__本文__
━━━━━━

本発明は、この様な事情に鑑みて、特に厳しい状況でも、トラクション部に過度の滑りが発生する事を防止し、トロイダル型無段変速機の伝達効率及び耐久性を確保すべく発明したものである。
【0041】
【課題を解決するための手段】
本発明のトロイダル型無段変速機は、前述した従来から知られているトロイダル型無段変速機と同様に、入力側ディスク及び出力側ディスクと、複数の支持部材と、複数のパワーローラと、押圧装置とを備える。
このうちの入力側ディスク及び出力側ディスクは、それぞれが断面円弧形の凹面である互いの内側面同士を対向させた状態で、互いに同心に、且つ互いに独立した回転自在に支持されている。
又、上記各支持部材は、上記入力側ディスク及び出力側ディスクの中心軸に対し捻れの位置にある枢軸を中心として揺動する。
又、上記各パワーローラは、上記各支持部材に支持された状態で上記入力側ディスク及び出力側ディスク同士の間に挟持されたもので、その周面を球状凸面としている。
又、上記押圧装置は、上記入力側ディスクと上記出力側ディスクとを互いに近づく方向に押圧する。
【0042】
特に、本発明のトロイダル型無段変速機に於いては、上記押圧装置は、圧油の送り込みに伴って油圧に応じた押圧力を発生させる油圧式である。
そして、上記押圧装置は、上記入力側ディスクと上記出力側ディスクとの間で伝達するトルクの大きさに応じた押圧力を発生する他、このトルクの大きさとは独立した押圧力を、制御器からの信号に基づいて発生自在としたものである。
又、この制御器は、上記入力側ディスクと上記出力側ディスクとの間で伝達されるトルクの大きさが急変動する際に、当該時点でこれら両ディスク同士の間で伝達されるトルクに見合う押圧力を上記押圧装置に発生させる為に必要な油圧よりも大きな油圧を、この押圧装置の油圧室内に導入すべき旨の指令信号を発する機能を有するものである。

━━━━━━

__データ行__

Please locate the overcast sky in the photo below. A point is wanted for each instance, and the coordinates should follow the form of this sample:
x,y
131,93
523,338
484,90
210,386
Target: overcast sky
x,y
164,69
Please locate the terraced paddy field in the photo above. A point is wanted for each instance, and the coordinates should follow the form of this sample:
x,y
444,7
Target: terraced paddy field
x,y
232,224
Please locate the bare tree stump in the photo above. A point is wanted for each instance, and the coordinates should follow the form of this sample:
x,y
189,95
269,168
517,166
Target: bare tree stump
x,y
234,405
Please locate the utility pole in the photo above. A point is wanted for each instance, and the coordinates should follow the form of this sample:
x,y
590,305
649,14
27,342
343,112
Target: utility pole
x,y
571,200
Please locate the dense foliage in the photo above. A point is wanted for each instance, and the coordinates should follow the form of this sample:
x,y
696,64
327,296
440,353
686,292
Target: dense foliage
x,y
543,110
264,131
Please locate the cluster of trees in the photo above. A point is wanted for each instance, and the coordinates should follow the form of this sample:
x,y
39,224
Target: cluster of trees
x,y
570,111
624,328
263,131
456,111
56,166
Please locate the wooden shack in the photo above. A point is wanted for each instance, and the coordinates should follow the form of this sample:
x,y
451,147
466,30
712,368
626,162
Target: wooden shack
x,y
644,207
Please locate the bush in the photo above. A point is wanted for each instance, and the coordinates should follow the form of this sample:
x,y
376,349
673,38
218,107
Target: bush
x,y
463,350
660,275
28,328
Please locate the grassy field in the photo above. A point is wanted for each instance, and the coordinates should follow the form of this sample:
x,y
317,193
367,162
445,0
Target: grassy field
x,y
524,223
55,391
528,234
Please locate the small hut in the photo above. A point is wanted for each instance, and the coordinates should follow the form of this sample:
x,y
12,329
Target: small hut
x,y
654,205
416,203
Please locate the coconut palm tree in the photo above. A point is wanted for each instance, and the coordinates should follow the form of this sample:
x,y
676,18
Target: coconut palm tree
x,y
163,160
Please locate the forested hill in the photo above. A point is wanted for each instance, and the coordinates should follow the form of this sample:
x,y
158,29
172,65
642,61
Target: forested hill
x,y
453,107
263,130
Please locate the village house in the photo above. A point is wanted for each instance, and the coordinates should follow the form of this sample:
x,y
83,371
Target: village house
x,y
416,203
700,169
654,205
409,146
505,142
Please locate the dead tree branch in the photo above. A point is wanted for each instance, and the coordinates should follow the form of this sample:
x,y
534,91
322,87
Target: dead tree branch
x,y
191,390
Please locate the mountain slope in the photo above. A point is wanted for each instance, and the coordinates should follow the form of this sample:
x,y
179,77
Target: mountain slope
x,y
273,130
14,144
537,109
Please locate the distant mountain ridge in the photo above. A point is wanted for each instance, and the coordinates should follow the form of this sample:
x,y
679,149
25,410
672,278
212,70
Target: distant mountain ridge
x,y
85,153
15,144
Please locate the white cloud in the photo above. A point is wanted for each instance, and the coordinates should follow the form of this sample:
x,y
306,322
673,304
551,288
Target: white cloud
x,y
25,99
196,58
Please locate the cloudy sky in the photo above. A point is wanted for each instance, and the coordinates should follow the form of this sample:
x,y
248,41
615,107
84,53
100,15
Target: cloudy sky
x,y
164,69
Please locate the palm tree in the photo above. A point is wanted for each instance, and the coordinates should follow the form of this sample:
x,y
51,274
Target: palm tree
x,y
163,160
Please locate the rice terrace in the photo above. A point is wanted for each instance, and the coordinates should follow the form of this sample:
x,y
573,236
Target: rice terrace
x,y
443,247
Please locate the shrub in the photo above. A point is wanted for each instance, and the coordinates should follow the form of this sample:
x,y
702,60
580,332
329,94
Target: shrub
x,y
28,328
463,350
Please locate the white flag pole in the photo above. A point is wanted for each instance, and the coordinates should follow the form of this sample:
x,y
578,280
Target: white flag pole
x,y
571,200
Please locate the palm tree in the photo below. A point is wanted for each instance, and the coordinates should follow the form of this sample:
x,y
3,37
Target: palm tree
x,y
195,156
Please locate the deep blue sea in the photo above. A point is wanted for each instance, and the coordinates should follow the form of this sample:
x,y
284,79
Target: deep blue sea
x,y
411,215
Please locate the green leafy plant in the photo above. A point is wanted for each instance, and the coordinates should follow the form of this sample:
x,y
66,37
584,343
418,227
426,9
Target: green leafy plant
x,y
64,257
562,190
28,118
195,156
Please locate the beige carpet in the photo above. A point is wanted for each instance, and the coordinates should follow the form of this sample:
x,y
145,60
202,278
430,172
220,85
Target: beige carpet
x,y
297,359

━━━━━━

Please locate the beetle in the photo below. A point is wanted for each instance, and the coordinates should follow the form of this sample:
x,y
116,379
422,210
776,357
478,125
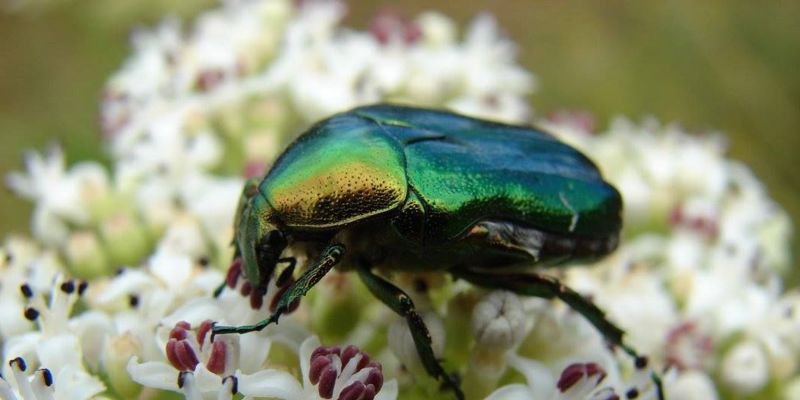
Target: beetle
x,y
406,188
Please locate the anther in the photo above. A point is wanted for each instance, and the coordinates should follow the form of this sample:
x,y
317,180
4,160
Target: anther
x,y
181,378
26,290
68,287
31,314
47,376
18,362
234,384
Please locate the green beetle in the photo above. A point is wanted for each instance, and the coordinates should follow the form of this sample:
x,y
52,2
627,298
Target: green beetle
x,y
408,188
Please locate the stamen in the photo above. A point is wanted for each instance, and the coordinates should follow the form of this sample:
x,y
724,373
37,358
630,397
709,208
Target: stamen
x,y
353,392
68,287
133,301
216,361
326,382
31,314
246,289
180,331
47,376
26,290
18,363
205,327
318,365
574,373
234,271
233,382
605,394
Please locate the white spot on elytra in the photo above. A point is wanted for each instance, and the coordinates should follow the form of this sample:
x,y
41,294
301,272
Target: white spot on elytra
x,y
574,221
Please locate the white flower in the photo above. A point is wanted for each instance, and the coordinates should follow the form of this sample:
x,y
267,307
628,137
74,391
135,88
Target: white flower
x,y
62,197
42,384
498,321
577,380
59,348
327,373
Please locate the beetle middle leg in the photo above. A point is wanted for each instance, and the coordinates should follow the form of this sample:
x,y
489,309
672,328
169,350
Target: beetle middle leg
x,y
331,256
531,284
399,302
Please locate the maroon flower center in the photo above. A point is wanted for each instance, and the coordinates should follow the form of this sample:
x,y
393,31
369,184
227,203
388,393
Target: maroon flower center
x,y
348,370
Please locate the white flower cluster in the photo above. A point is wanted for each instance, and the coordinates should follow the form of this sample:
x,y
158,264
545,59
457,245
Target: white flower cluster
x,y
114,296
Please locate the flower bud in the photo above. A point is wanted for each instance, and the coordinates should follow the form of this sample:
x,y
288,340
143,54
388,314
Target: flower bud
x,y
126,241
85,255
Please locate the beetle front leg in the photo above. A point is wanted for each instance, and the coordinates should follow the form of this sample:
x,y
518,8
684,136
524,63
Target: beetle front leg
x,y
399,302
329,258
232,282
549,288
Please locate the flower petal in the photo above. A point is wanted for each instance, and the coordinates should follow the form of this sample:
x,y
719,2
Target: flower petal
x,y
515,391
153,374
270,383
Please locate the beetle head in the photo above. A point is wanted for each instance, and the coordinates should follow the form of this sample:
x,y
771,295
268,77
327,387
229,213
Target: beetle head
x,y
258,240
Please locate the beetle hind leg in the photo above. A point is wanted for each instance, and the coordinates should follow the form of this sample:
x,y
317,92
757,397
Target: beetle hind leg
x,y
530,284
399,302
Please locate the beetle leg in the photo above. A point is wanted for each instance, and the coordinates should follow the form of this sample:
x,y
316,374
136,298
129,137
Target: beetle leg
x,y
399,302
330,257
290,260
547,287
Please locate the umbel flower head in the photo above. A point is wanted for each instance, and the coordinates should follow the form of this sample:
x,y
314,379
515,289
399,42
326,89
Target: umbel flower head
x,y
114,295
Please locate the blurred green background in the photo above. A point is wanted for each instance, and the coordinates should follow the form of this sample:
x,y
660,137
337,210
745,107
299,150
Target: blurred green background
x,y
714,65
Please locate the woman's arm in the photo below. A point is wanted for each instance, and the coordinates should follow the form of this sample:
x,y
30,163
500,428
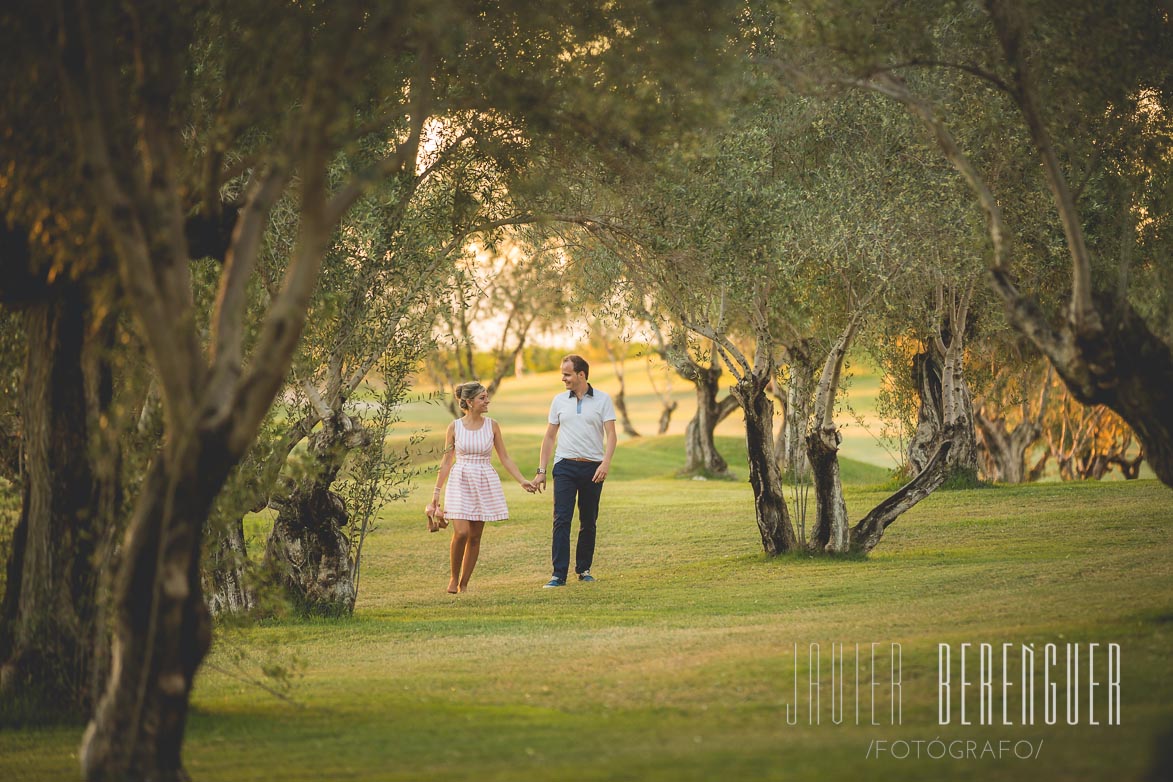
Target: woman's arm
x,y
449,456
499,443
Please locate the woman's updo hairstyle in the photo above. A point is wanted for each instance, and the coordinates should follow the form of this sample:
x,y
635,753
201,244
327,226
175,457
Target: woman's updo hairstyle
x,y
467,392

━━━━━━

本文のうち「又、上記各支持部材は、上記入」で始まり「て発生自在としたものである。」まで続く部分を、「押圧装置」を「加圧装置」に置き換えて書き直してもらえますか？ データ行は本文とは別の資料です。

又、上記各支持部材は、上記入力側ディスク及び出力側ディスクの中心軸に対し捻れの位置にある枢軸を中心として揺動する。
又、上記各パワーローラは、上記各支持部材に支持された状態で上記入力側ディスク及び出力側ディスク同士の間に挟持されたもので、その周面を球状凸面としている。
又、上記加圧装置は、上記入力側ディスクと上記出力側ディスクとを互いに近づく方向に押圧する。
【0042】
特に、本発明のトロイダル型無段変速機に於いては、上記加圧装置は、圧油の送り込みに伴って油圧に応じた押圧力を発生させる油圧式である。
そして、上記加圧装置は、上記入力側ディスクと上記出力側ディスクとの間で伝達するトルクの大きさに応じた押圧力を発生する他、このトルクの大きさとは独立した押圧力を、制御器からの信号に基づいて発生自在としたものである。